| What to do |
Write out the full set of records exactly. Any pictures in them do not belong in the copy.

| Stored rows |
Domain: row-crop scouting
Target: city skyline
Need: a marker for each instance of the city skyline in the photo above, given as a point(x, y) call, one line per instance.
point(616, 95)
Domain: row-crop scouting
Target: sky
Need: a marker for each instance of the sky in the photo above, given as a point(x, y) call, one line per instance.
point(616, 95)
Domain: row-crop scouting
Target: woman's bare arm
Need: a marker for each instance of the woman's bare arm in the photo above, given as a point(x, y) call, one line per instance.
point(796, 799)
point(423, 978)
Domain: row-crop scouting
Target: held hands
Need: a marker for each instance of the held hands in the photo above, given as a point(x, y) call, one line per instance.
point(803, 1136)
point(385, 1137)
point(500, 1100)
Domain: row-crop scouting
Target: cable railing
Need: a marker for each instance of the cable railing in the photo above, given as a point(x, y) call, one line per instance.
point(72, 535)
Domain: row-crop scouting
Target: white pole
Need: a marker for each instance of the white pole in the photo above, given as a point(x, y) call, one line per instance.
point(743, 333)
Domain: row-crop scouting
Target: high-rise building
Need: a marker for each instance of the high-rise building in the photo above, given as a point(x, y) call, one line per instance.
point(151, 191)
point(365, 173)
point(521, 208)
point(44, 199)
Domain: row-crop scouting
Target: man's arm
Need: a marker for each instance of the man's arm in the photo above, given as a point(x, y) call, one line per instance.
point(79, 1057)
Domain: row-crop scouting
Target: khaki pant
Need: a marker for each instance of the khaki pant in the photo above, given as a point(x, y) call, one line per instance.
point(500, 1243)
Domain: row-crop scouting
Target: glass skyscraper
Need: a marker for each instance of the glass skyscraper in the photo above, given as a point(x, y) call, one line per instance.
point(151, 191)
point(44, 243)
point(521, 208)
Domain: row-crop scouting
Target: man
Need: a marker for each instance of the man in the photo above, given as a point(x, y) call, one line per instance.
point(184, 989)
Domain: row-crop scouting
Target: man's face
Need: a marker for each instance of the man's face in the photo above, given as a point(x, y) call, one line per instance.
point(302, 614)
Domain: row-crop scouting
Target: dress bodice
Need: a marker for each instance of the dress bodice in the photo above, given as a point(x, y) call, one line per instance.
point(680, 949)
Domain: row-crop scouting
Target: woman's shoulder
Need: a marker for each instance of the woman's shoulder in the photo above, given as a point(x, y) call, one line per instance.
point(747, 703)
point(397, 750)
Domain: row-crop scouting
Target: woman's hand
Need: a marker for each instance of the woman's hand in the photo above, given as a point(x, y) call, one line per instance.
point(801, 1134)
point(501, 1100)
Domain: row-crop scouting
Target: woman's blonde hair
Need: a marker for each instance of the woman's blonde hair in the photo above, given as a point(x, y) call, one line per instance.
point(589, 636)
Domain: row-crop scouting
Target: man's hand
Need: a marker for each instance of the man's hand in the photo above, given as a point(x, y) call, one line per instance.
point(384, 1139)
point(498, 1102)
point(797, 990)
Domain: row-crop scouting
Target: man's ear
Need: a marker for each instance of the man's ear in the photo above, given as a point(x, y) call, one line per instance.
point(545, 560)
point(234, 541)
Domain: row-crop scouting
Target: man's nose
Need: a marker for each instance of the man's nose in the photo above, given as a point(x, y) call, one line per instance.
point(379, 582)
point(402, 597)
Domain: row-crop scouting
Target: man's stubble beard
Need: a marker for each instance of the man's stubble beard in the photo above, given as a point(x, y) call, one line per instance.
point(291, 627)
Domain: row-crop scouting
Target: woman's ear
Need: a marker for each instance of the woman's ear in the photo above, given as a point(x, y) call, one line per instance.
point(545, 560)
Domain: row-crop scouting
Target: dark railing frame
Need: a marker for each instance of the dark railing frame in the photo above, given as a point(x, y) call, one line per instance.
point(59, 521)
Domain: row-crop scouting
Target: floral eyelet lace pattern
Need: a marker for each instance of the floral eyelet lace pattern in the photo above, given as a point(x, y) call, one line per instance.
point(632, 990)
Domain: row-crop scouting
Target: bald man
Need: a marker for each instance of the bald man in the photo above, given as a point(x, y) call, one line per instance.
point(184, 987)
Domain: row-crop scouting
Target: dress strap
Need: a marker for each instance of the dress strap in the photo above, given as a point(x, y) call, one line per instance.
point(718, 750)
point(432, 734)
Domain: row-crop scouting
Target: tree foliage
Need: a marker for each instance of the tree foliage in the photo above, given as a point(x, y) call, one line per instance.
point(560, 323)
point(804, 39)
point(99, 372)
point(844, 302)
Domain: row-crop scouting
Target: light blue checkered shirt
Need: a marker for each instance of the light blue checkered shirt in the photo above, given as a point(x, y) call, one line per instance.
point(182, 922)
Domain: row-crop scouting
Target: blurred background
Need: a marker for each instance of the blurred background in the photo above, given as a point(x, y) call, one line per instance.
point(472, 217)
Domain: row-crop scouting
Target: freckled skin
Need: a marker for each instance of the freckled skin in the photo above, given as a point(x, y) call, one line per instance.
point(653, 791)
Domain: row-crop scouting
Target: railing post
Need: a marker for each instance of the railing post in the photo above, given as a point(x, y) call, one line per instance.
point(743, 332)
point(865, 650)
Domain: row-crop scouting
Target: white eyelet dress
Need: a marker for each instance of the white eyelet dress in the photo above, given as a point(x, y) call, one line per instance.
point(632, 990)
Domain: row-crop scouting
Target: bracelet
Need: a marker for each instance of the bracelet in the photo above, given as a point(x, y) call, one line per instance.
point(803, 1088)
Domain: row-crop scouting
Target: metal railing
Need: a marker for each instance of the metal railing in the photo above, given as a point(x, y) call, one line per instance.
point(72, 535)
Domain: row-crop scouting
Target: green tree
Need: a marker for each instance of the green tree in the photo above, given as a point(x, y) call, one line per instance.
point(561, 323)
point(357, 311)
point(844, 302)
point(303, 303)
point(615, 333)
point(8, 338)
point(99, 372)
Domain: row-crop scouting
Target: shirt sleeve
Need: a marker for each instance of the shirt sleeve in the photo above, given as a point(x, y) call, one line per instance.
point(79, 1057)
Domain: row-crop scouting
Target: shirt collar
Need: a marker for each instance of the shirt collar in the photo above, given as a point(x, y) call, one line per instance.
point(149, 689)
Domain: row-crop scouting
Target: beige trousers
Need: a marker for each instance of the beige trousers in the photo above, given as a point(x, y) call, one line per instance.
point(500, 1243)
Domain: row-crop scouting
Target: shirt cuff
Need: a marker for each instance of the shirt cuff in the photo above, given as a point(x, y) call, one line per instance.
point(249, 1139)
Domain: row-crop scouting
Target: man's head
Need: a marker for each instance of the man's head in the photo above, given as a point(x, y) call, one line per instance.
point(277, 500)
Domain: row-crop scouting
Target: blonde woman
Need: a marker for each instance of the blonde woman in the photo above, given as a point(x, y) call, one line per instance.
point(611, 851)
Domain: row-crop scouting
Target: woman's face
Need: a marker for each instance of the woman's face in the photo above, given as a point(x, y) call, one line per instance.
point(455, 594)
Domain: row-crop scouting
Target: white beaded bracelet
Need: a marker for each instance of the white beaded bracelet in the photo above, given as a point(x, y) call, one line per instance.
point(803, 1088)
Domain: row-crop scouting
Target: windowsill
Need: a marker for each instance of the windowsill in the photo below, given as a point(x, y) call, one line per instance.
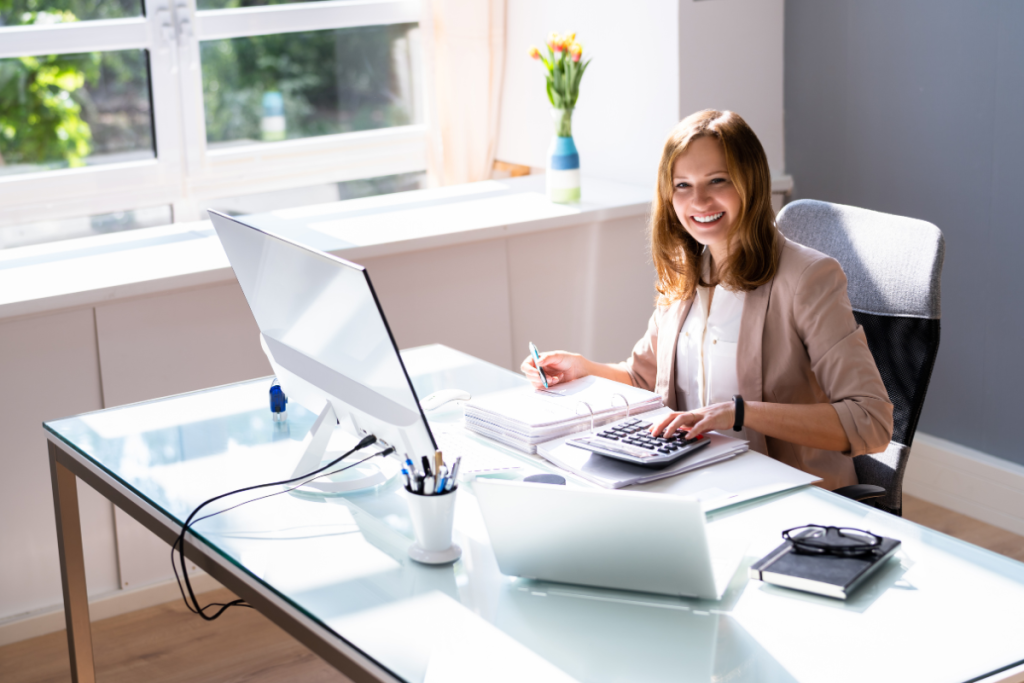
point(90, 270)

| Exercise response |
Domain: row-crop scouting
Target: city skyline
Need: a marker for each instance of the city skyline in the photo above, given as a point(x, y) call, one line per instance.
point(616, 95)
Domain: row-crop scouting
Target: sky
Need: a marker for each instance of the sky in the photo above, given as a point(x, y) call, one line per instance.
point(616, 95)
Domain: row-crop scouting
Target: woman's bare arm
Need: a marker for each instance of the woman's bare arm in the photo above, given as a point(x, y) call, one line per instance.
point(796, 799)
point(423, 978)
Domain: row-crop scouting
Target: held hands
Need: a marker for each instance of the held hands in the photo above, given as a point(x, y) call, one line per instance.
point(803, 1136)
point(385, 1137)
point(500, 1100)
Domain: row-crop scouting
Target: cable railing
Need: a marker for each instance of the cable railing in the photo above, given as a point(x, y) call, one line per instance.
point(72, 535)
Domain: row-crop scouting
Target: white pole
Need: a marker for each instance of the white pole in the photo above, given as a point(x, y) call, one line per instance.
point(743, 333)
Domain: row-crop scouting
Target: high-rise building
Need: a marker for each instance of the high-rise building in the photo above, given as a point(x, y) call, one line per instance.
point(151, 191)
point(365, 173)
point(521, 208)
point(44, 199)
Domain: row-crop scouting
Target: man's arm
Need: a marker for each instance of the man's arm in the photo above, given as a point(x, y) call, one line per instance.
point(79, 1057)
Domain: row-crop scouting
Target: khaki pant
Need: a marker for each instance of the khaki pant in the photo above, given as a point(x, y) call, one line per instance.
point(500, 1243)
Domain: row-crop scouting
Target: glass skyscraper
Need: a marker for each instance of the glass skyscraper in the photo above, given as a point(x, y) call, one line per instance.
point(151, 191)
point(44, 243)
point(521, 208)
Domain: row-crop scouting
Target: man
Need: a marker for each instance of the man in the photo above, given as a point(x, y) call, one line per instance.
point(184, 989)
Domain: row-crop scouting
Target: man's face
Need: a marker for each instance of the man's face in the photo above, given as a point(x, y) call, one line per instance.
point(302, 614)
Domain: row-crop scouting
Target: dress bodice
Need: a marker for each instance of the dress bodice in the photo above, given as a point(x, y) call, one line per instance.
point(680, 949)
Domain: row-crop scouting
Target: woman's shoulder
Need: a marker for each instance of the woman's shoulder in the photo above, given as a point(x, y) call, one line per instance.
point(747, 703)
point(397, 750)
Domain: row-crop scouting
Target: woman's hand
Need: a marker for each instance of the woman's hand in the photo above, given as a point(x, y) call, one line per instance.
point(801, 1134)
point(501, 1100)
Domain: row-crop scouting
Target: woman's blonde hair
Need: a marker for each instance of the woman's blonde hair in the photo above, given as a point(x, y) call, one line per instance.
point(589, 636)
Domain: row-crop scouting
Target: man's hand
Need: a marker for each instance of the man's hand in the photo above, given as a point(x, y) call, one line per instance.
point(384, 1139)
point(498, 1102)
point(797, 990)
Domain: row-crop scouting
Target: man's ear
Need: a marker for each instance of the man's ear in the photo above, given as a point(x, y) call, one line per instance.
point(545, 560)
point(234, 541)
Domain: row-crop scouting
Target: man's nose
Need: a marker for each instance of the man's nose in the photo above, given as a point(x, y) call, one line per instance.
point(379, 582)
point(402, 597)
Domain: row-crop scouting
Target: man's stubble beard
Need: a marker for each instance of the man's stubble beard in the photo above, given as a point(x, y) call, one line per instance.
point(291, 627)
Domain: row-crop scouting
Target: woman's ear
Need: a marker for each instance of the woman's ear in the photo above, given as a point(x, y) call, one line per instance.
point(545, 560)
Domain: row-crop scouting
Target: dark railing frame
Need: a marker for each instance of the dark railing frame in the photo above, given as a point(x, y) call, one line per instance.
point(59, 521)
Domain: row-crop scouting
Target: floral eyelet lace pattern
Need: a marker for each instance of the floral eyelet lace pattern in the photo above, given as a point(x, y) call, one line per instance.
point(632, 990)
Domain: row-crop scouting
Target: bald man
Need: a marker for each instance of the bald man in the photo above, given as a point(x, y) call, one line per instance.
point(184, 987)
Domain: row-crop scouting
Target: dress strap
Need: a marker for each instance of the dress strap in the photo above, given as a point(x, y) call, one line per instance.
point(718, 750)
point(432, 734)
Domain: row-crop scouting
Target: tree foliage
Need: a marker for each instance of the tree foliage in the photo above, given as a point(x, y) call, one line per instance.
point(560, 323)
point(804, 39)
point(99, 372)
point(844, 302)
Domain: row-crop scouting
Target: light blue checkered shirt
Need: a marker for each instance of the light blue checkered shirt in the photo above, given as a point(x, y) call, one line per instance.
point(182, 922)
Domain: row-crop scouting
Target: blurred background
Need: a marker for each instance of the blurred background in the photo above, given as a point(x, y) call, one line per instance.
point(472, 217)
Domain: row-crop scouting
Target: freckled skin
Need: a marker for each instance of the freckled skin in the photo above, given as a point(x, y) call, one line per instance.
point(653, 791)
Domain: row-crop scouting
Target: railing post
Need: a marker for each instance of the railing post in the photo above, given as a point(x, y) call, one line per instance.
point(743, 332)
point(865, 650)
Domain: row-crop scouting
Target: white eyelet dress
Need: a marker for each instance of the white eyelet dress in the photo above, given as a point(x, y) call, one line per instance.
point(632, 990)
Domain: row-crop scouting
Target: bracelet
Need: a marker for each instance of the bracelet in the photo above, given as a point(x, y) call, one line per instance.
point(803, 1088)
Domain: row-crop scouting
Target: metal railing
Need: a marker for each instance of the metal railing in the photo above, given as a point(x, y) call, one line per instance.
point(72, 535)
Domain: row-crop scouting
Target: green tree
Need: a marker for each instance of the green tree in the photo above, given as a point(x, y) call, one line per instance.
point(561, 323)
point(357, 311)
point(844, 302)
point(303, 303)
point(615, 333)
point(8, 338)
point(99, 372)
Domain: row-crop scouting
Target: shirt sleeve
Need: a marker for each instance of the shirt sleeve in the photo above, given as a point(x, y) call, one line per instance.
point(79, 1057)
Domain: row-crop scouting
Target: shirt collar
Need: a marker for each instance of the shirt collar in the photo above, given as a point(x, y) call, one line per instance.
point(149, 689)
Domain: row-crop scouting
Target: beige trousers
Need: a marker for each instance of the beige trousers in the photo above, given as a point(x, y) call, one line per instance.
point(500, 1243)
Domain: row-crop scouting
Target: shirt cuff
Need: a marker for each instance of the shirt cuff in the photo above, given as a point(x, y) call, one line per instance.
point(249, 1139)
Domain: row-crop scouting
Target: man's head
Need: a marker for each instance of the man's head in the photo above, given as a point(x, y) call, one line per instance.
point(277, 500)
Domain: row-crop scouting
Target: blonde woman
Need: a marker for each instance of the blonde woman in the photo above, given as a point(x, y) call, one line per instance.
point(611, 851)
Domain: row-crop scouting
Target: woman's face
Need: a marker for each instance of the woman's face in the photo above, given as a point(x, y) call, one line per instance.
point(455, 594)
Domain: row-crop scouting
Target: white beaded bracelet
Need: a marker for each instance of the white beaded bracelet in the photo above, given as a point(x, y) call, one line per instance.
point(803, 1088)
Domain: row-crop scouting
Target: windowsill
Need: a marker for each instance of the windowsill in the photo below, given as a point(x, y) call, one line per instance.
point(90, 270)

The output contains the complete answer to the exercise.